TEXT
St. Margaret's church is first documented in 1414. The construction of the present building probably started after a devastating Ottoman raid in 1438. The church registry of 1447 relates that a Father Christian from Mettersdorf (Dumitra) had filed a public protest against the Bishop of Weissenburg (Alba Iulia) "in porta ecclesiae parochialis beatae Margarethae virginis et martyris in oppido Medyes – at the door of the parochial church of the blessed virgin and martyr Margaret". The oldest church bell has an inscribed date of 1449. During the second half of the 15th century, the choir, nave, and south aisle were modified. According to the 18th century historian Georg Soterius, an inscription was found on the walls of one of the towers relating its date of completion as 1484, and that the building was completed in 1488.

Some fortification works were already documented in 1453. The fortress with its triple encircling walls, moat and five defensive towers, was likely completed later.

In 1545, the first Evangelical Synod of Transylvania assembled in St. Margaret's church. In the wake of the reformatory iconoclastic fury, all side altars and religious statues and images were removed, and the frescoes on the north wall of the nave and north aisle were painted over in white. Further renovation works are documented for 1584, 1606, 1636 and 1668. In 1732, the organ was restored on the western gallery. In 1832, the pillars on the northern side of the nave were reinforced. Major restorations were also conducted from 1888–1892. In 1927–1930, the foundations of the main tower, the Trumpeter's tower, were stabilized. An archaeological survey of the building and its surroundings was conducted by the Romanian scientists Vasile Crișan and Mariana Beldie-Dumitrache in 1971 and 1972. In 1973–1974, the foundations of the Trumpeter's tower had to be reinforced again. This time, the two lower floors were mantled in prestressed concrete. Further restorations were conducted from 1973–1986. From 1976–1982, the late Gothic winged altarpiece, one of the masterpieces of Transylvanian art, was thoroughly cleaned and restored.

EXERCISE BRIEF
Carry on the account of St. Margaret's church from its final sentence.

INFORMATION SUPPLIED
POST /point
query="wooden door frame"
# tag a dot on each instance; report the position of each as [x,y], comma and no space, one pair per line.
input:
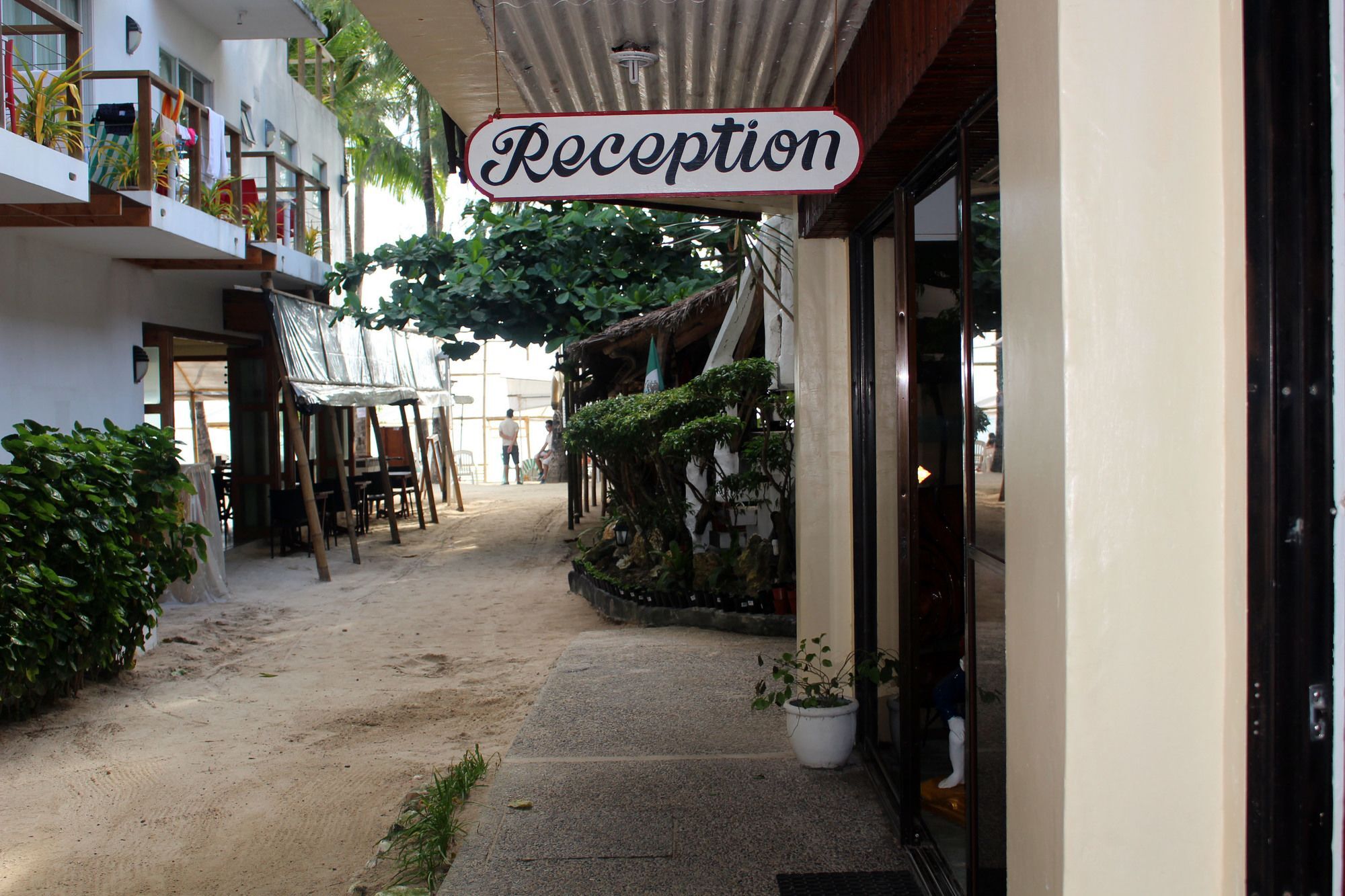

OUTPUT
== Interior ==
The main altar, located in the choir of St. Margaret's church, is a late Gothic winged altarpiece, dated between 1480 and 1520. Its work-day (closed) view is adorned with eight painted panels depicting the passion of Christ. On the northern walls of the nave and north aisle, frescoes were discovered under layers of white paint, and partly restored. In the choir, eight grave slates are on display today, one of them commemorating the pastor, poet and humanist Christian Schesaeus (1535–1585). Various wooden and painted epitaphs adorn the interior of the church. St. Margaret's church also houses one of the largest collections of "Transylvanian" rugs, 16th–18th century Anatolian rugs in Europe.

The church housed a large trove of incunabula. The discovery of these medieval and early modern books and manuscripts was announced by Professor Adinel C. Dincă of Babeș-Bolyai University in 2022.

== Literature ==
- Drotloff, Hansotto (2009). "Mediasch: ein historischer Streifzug durch die siebenbürgisch-sächsische Stadt an der Kokel = Mediaș: History of the Transylvanian Saxon town by the river Kokel"
- Fabini, Hermann (2013). "Sakrale Baukunst in siebenbürgisch-sächsischen Städten = Sacral buildings in Transylvanian Saxon towns"
- Folberth, Otto (1973). "Gotik in Siebenbürgen – Der Meister des Mediascher Altars und seine Zeit = Gothic art in Transylvania – The Master of the Mediaș altarpiece and his time"
- Ionescu, Stefano (2018). "Die Margarethenkirche in Mediasch : das Bauwerk und die Teppichsammlung = St Margaret's church in Mediaș : the monument and the carpet collection"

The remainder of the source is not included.